───── Provided text
Economic Analysis of Law

The Economic Analysis of Law (sometimes called ‘Law and Economic Studies’ or ‘L&E’) applies economic principles (specifically microeconomic theory) to the analysis of the common law. While at first glance the Economic Analysis of Law may appear to be similar to a Marxist approach, however the two concepts come from quite different perspectives – put simply the Economic Analysis of law is of utilitarian focus whereas the Marxist approach focuses on class and social structures, similar to that of Critical Legal Studies.
Positive Law and Economics is based on the analysis of economic principles to law to predict the outcome of legal principles. The next logical step is the theory of Normative Law and Economics which takes the principles of Positive Law and of Economics to make policy suggestions based on the economic consequences of legal policies.

Pareto Efficiency
Named after the Italian economist Vilfredo Pareto, a result is considered to be ‘Pareto efficient’ if at least one person is made better off and no person suffers a detriment. Greatest efficiency is achieved when no further improvements can be made without adversely affecting another.
──────────
───── Material to process
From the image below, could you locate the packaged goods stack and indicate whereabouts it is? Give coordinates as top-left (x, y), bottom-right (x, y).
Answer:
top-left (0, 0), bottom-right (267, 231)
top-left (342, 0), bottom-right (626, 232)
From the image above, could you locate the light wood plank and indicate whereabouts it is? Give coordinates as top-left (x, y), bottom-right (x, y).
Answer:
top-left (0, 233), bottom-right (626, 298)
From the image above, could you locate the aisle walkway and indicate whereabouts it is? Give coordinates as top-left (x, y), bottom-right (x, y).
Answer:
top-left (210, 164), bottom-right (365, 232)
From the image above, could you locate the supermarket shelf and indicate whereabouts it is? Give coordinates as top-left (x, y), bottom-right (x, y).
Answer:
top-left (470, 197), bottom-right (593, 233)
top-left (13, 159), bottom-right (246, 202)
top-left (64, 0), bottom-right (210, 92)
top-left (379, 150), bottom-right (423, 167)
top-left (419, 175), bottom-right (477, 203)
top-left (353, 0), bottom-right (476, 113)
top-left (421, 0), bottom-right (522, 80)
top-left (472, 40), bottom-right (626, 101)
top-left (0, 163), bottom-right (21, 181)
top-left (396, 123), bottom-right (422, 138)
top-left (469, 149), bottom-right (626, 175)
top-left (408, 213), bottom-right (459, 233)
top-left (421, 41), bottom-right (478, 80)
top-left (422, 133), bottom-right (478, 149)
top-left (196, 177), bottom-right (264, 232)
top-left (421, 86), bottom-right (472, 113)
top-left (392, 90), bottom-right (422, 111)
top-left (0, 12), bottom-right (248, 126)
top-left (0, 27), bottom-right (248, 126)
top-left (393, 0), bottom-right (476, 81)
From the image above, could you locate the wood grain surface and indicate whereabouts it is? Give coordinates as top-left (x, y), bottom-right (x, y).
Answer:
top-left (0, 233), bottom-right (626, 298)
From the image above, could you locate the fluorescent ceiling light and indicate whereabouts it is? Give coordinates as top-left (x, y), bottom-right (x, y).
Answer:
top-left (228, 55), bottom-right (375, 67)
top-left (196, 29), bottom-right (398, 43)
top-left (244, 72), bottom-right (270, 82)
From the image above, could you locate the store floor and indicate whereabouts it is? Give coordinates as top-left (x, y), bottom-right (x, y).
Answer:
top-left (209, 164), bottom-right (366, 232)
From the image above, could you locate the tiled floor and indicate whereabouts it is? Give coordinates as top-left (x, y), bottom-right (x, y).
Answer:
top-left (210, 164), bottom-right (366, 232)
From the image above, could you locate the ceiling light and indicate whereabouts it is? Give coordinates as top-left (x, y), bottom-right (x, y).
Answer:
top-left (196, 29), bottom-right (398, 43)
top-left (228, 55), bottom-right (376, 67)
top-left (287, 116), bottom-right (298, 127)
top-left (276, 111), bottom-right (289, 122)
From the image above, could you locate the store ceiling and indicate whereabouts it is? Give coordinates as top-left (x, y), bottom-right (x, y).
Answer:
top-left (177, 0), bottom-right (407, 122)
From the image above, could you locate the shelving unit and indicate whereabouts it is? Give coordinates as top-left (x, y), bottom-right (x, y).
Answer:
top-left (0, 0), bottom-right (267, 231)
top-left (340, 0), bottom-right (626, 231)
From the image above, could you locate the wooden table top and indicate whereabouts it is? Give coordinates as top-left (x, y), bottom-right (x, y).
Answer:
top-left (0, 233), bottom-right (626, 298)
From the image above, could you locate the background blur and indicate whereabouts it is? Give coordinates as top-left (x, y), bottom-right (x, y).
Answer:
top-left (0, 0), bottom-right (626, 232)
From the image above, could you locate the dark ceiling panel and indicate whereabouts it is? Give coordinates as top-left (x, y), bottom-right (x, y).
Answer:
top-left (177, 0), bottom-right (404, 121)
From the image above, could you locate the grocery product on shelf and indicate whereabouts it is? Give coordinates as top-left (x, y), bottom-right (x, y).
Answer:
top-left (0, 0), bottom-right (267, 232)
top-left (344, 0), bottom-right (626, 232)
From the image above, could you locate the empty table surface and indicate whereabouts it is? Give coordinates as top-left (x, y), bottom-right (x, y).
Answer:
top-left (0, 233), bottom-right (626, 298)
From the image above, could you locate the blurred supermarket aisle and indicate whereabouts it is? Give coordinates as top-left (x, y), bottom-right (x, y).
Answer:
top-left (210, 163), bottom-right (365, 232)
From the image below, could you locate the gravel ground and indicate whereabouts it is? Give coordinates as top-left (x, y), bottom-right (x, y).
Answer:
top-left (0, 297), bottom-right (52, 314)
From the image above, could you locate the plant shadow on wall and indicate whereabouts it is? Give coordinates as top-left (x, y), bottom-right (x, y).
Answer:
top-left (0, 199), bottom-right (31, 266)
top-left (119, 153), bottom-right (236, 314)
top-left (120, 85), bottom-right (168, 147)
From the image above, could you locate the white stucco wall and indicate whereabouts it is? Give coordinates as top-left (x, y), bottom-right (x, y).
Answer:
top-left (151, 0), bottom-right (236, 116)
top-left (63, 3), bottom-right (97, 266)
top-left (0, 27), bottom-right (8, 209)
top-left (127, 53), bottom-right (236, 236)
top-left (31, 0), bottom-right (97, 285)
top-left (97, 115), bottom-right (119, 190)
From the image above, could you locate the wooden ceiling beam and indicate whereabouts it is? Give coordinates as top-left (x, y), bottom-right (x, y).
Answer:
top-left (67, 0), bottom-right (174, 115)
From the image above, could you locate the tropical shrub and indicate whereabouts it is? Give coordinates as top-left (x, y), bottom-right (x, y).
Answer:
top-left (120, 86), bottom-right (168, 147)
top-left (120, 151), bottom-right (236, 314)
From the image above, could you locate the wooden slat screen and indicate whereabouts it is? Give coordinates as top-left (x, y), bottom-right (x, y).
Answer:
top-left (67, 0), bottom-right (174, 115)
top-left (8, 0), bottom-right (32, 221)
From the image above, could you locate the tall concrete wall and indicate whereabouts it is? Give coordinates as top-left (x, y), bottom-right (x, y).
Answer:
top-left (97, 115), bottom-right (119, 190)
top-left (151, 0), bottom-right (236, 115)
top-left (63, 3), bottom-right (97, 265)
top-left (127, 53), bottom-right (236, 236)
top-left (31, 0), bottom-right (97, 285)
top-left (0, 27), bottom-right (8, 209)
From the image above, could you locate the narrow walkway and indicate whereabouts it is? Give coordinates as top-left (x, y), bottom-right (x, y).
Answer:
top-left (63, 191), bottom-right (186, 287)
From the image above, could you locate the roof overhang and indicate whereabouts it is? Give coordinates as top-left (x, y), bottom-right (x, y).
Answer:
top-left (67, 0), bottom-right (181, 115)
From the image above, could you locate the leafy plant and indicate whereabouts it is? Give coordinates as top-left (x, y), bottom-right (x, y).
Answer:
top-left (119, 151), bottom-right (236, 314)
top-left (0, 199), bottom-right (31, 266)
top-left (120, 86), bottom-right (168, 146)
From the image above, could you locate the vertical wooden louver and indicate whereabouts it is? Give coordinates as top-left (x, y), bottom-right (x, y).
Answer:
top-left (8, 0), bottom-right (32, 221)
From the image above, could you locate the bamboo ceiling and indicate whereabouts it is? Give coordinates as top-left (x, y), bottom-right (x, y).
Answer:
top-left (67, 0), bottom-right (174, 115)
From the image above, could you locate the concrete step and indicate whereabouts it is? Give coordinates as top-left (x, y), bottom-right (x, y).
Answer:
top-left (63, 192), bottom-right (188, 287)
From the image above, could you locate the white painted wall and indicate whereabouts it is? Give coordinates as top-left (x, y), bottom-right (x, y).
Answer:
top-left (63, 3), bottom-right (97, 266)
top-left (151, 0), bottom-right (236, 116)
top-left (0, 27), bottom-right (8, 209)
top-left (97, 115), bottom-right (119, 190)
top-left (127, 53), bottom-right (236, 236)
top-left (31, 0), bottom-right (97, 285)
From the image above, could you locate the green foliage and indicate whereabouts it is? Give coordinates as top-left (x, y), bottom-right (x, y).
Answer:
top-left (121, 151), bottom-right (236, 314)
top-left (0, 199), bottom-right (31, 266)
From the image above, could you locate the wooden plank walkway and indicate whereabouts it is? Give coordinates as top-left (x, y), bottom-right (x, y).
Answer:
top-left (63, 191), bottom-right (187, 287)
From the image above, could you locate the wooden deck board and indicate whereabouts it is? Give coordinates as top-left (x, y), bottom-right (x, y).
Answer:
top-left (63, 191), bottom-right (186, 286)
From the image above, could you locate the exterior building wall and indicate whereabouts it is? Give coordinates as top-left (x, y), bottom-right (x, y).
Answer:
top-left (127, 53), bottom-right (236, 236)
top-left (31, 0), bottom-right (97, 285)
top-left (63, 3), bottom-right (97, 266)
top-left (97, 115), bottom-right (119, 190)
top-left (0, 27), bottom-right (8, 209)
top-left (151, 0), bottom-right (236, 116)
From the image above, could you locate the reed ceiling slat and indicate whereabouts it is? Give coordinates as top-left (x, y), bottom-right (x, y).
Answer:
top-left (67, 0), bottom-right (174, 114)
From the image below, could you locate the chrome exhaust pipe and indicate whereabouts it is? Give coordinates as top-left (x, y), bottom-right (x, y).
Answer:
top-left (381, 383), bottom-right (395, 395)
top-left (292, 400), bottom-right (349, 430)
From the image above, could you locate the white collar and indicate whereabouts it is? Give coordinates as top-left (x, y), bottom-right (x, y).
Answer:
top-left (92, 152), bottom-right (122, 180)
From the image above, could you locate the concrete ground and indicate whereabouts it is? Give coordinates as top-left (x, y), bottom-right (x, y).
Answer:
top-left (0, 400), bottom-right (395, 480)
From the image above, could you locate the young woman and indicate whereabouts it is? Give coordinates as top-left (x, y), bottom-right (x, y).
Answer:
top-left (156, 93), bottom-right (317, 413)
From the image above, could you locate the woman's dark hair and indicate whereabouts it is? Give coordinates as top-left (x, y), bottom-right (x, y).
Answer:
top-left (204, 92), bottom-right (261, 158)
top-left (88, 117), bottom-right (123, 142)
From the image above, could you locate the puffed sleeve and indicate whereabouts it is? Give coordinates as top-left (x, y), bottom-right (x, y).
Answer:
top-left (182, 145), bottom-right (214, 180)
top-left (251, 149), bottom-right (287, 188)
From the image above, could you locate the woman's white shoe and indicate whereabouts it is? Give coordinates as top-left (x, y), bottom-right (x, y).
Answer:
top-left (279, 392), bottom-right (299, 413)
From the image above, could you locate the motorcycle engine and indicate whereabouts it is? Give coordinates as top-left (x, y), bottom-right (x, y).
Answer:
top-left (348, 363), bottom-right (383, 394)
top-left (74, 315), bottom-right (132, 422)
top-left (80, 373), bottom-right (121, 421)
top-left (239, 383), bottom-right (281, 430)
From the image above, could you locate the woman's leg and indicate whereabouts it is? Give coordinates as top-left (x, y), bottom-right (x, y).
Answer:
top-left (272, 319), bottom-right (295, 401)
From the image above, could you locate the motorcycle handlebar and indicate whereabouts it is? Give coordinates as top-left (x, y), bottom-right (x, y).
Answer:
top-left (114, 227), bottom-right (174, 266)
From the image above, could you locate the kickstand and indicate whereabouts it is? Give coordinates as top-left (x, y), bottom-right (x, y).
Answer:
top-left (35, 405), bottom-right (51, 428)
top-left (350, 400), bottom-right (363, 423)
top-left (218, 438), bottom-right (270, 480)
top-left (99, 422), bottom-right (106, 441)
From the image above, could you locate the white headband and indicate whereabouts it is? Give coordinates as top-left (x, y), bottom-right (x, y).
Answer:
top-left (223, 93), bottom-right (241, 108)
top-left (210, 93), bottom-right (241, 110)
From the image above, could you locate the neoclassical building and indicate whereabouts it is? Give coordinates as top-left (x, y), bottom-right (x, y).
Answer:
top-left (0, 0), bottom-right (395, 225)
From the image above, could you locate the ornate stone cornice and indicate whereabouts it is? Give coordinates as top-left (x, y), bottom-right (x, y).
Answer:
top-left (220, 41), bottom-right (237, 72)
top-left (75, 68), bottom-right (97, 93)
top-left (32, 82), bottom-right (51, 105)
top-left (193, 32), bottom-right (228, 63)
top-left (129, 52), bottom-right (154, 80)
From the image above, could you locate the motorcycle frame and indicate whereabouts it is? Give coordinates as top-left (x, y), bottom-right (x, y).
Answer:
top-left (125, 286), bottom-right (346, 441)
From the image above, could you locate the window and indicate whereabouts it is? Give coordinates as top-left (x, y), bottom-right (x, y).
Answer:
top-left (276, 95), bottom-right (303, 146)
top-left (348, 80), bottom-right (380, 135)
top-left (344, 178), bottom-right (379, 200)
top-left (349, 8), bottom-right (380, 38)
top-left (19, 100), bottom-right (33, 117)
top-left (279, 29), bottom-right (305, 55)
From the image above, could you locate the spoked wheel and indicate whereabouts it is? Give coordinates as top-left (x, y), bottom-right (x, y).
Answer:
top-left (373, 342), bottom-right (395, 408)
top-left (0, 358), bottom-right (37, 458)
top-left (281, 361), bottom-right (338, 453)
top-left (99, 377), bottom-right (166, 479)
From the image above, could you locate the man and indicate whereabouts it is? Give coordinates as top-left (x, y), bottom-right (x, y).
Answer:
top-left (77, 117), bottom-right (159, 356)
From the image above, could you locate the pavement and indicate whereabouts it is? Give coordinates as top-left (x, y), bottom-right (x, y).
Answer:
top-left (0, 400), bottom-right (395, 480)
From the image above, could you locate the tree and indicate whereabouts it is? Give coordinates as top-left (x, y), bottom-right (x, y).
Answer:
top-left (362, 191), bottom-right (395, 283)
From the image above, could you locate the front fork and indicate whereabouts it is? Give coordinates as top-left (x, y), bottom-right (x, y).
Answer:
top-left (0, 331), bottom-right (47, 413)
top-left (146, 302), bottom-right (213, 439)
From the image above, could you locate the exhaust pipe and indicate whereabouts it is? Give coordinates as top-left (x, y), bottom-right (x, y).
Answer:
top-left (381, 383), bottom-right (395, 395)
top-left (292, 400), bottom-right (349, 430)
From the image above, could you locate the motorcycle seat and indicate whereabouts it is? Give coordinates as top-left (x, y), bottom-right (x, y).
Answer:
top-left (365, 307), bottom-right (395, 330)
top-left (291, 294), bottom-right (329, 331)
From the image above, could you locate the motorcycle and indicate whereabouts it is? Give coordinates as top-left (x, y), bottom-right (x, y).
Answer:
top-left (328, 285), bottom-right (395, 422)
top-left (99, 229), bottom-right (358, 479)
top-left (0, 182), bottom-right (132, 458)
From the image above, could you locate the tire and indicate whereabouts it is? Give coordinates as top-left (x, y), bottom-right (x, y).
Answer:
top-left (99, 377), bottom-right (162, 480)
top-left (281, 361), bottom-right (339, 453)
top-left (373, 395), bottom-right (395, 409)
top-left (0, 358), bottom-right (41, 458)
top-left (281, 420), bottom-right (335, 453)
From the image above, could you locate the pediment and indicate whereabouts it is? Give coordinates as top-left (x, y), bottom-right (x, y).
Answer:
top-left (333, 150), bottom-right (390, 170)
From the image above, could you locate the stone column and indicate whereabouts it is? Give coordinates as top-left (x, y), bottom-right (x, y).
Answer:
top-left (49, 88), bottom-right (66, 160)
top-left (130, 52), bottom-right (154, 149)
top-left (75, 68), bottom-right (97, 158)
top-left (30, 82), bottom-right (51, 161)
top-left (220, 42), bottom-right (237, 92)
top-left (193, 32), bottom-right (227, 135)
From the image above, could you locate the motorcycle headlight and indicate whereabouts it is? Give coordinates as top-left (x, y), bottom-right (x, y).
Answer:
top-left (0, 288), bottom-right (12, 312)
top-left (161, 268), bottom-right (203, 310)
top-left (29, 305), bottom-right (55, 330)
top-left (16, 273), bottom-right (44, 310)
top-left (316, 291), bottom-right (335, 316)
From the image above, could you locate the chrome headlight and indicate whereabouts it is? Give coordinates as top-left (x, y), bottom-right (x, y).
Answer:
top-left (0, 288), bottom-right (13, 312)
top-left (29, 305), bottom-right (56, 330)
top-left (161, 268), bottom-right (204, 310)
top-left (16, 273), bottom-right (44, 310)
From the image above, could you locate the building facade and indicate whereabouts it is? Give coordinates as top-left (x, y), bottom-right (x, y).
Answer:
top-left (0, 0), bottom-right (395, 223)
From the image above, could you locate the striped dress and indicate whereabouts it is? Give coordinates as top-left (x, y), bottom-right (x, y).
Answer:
──────────
**Tasks to perform:**
(a) Output the full text on the economic analysis of law word for word.
(b) Present the part of the entries that opens with the line containing "From the image above, could you locate the roof" and closes with the line containing "top-left (63, 191), bottom-right (187, 287)", both of those lines included, as a numbered list with blank lines left out.
The text and the entries have nothing to do with each other.

**Answers to the problems:**
(a)
Economic Analysis of Law

The Economic Analysis of Law (sometimes called ‘Law and Economic Studies’ or ‘L&E’) applies economic principles (specifically microeconomic theory) to the analysis of the common law. While at first glance the Economic Analysis of Law may appear to be similar to a Marxist approach, however the two concepts come from quite different perspectives – put simply the Economic Analysis of law is of utilitarian focus whereas the Marxist approach focuses on class and social structures, similar to that of Critical Legal Studies.
Positive Law and Economics is based on the analysis of economic principles to law to predict the outcome of legal principles. The next logical step is the theory of Normative Law and Economics which takes the principles of Positive Law and of Economics to make policy suggestions based on the economic consequences of legal policies.

Pareto Efficiency
Named after the Italian economist Vilfredo Pareto, a result is considered to be ‘Pareto efficient’ if at least one person is made better off and no person suffers a detriment. Greatest efficiency is achieved when no further improvements can be made without adversely affecting another.

(b)
1. From the image above, could you locate the roof overhang and indicate whereabouts it is? Give coordinates as top-left (x, y), bottom-right (x, y).
2. Answer:
3. top-left (67, 0), bottom-right (181, 115)
4. From the image above, could you locate the leafy plant and indicate whereabouts it is? Give coordinates as top-left (x, y), bottom-right (x, y).
5. Answer:
6. top-left (119, 151), bottom-right (236, 314)
7. top-left (0, 199), bottom-right (31, 266)
8. top-left (120, 86), bottom-right (168, 146)
9. From the image above, could you locate the vertical wooden louver and indicate whereabouts it is? Give coordinates as top-left (x, y), bottom-right (x, y).
10. Answer:
11. top-left (8, 0), bottom-right (32, 221)
12. From the image above, could you locate the bamboo ceiling and indicate whereabouts it is? Give coordinates as top-left (x, y), bottom-right (x, y).
13. Answer:
14. top-left (67, 0), bottom-right (174, 115)
15. From the image above, could you locate the concrete step and indicate whereabouts it is? Give coordinates as top-left (x, y), bottom-right (x, y).
16. Answer:
17. top-left (63, 192), bottom-right (188, 287)
18. From the image above, could you locate the white painted wall and indicate whereabouts it is? Give coordinates as top-left (x, y), bottom-right (x, y).
19. Answer:
20. top-left (63, 3), bottom-right (97, 266)
21. top-left (151, 0), bottom-right (236, 116)
22. top-left (0, 27), bottom-right (8, 209)
23. top-left (97, 115), bottom-right (119, 190)
24. top-left (127, 53), bottom-right (236, 236)
25. top-left (31, 0), bottom-right (97, 285)
26. From the image above, could you locate the green foliage and indicate whereabouts it is? Give coordinates as top-left (x, y), bottom-right (x, y).
27. Answer:
28. top-left (121, 151), bottom-right (236, 314)
29. top-left (0, 199), bottom-right (31, 266)
30. From the image above, could you locate the wooden plank walkway and indicate whereabouts it is? Give coordinates as top-left (x, y), bottom-right (x, y).
31. Answer:
32. top-left (63, 191), bottom-right (187, 287)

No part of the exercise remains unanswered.